For Scientific American’s Science Quickly, I’m Rachel Feltman. You’re listening to our weekly science news roundup.

Yes, the rumors are true: I’m back from parental leave and settling back in here at Science Quickly. I’m thrilled to be back in your feed, so let’s dive right into today’s episode.

We’ll start with some health news. As the available treatments for HIV have improved, so have the number of people living into middle and old age with HIV. In the U.S., more than half of people with HIV are now age 50 or older, and 4.2 million people in that cohort are living with HIV worldwide. But while people with HIV can now live longer lives with the help of medication, researchers have noted that they seem to develop age-associated conditions—things like bone density loss, heart and kidney disease, cognitive decline and certain cancers—at an earlier age than their HIV-negative peers. Some studies looking at epigenetic measures of aging, or the changes in your DNA that accumulate over time, suggest that HIV infections can accelerate a person’s biological aging process by several years. While we don’t yet know for sure what factors might intersect to fuel this process, we do know that chronic inflammation is associated with accelerated aging. We also know that HIV causes chronic inflammation, because the immune system is always “turned on” and on high alert due to the presence of the infection.

Today, researchers at the annual meeting of The European Society of Clinical Microbiology and Infectious Diseases presented their latest findings on this problem. Their preprint paper suggests antiretroviral therapy, or ART—the standard course of treatment for people with HIV—does work to combat some of the virus’s potential to speed up aging, bringing the average difference between biological and actual, chronological age from 10 years to about 4 after just around a year and a half of treatment.

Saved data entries
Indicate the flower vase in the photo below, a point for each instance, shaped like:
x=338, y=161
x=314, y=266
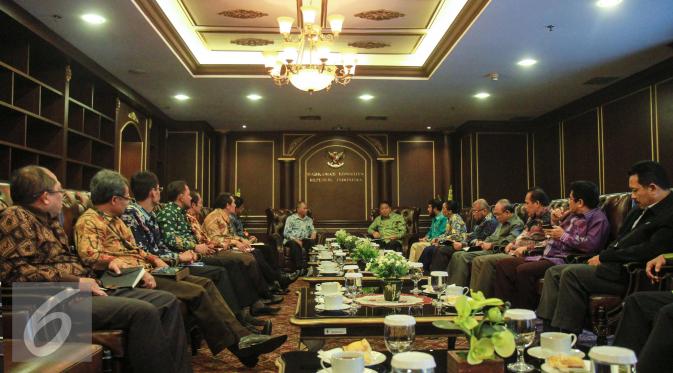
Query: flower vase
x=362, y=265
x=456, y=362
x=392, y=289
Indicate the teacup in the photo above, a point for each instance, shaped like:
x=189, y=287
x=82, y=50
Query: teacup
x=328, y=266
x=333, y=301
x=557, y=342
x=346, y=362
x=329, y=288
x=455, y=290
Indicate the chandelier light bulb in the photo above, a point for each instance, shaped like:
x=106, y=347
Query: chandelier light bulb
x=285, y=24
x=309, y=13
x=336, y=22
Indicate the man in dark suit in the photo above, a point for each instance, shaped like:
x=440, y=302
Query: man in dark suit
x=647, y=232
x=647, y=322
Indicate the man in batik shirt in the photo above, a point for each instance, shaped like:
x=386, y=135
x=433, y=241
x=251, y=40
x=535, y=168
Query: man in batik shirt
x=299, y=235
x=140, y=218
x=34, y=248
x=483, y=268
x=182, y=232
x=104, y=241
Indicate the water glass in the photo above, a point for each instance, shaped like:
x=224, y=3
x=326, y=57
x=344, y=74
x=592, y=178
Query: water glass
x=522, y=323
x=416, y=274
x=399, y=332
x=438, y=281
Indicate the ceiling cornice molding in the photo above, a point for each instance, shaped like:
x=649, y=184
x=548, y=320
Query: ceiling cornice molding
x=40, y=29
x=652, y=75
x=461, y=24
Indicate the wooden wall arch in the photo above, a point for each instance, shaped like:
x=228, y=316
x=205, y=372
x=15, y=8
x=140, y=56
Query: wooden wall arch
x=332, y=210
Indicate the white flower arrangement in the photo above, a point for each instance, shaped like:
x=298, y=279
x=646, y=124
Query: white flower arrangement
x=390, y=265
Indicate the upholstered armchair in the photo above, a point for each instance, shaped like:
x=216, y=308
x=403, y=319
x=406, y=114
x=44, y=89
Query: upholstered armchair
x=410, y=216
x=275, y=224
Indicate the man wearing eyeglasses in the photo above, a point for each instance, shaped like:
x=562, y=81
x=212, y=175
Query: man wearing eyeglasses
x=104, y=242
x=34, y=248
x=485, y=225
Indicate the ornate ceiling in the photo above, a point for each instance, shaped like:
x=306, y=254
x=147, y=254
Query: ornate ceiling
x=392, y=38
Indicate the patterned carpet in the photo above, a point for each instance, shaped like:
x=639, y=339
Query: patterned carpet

• Work order:
Extract the passage from the transcript on HIV and aging, starting at "For Scientific American’s" and ending at "into today’s episode.". The material bears no relation to the transcript on HIV and aging.

• Result of this exercise:
For Scientific American’s Science Quickly, I’m Rachel Feltman. You’re listening to our weekly science news roundup.

Yes, the rumors are true: I’m back from parental leave and settling back in here at Science Quickly. I’m thrilled to be back in your feed, so let’s dive right into today’s episode.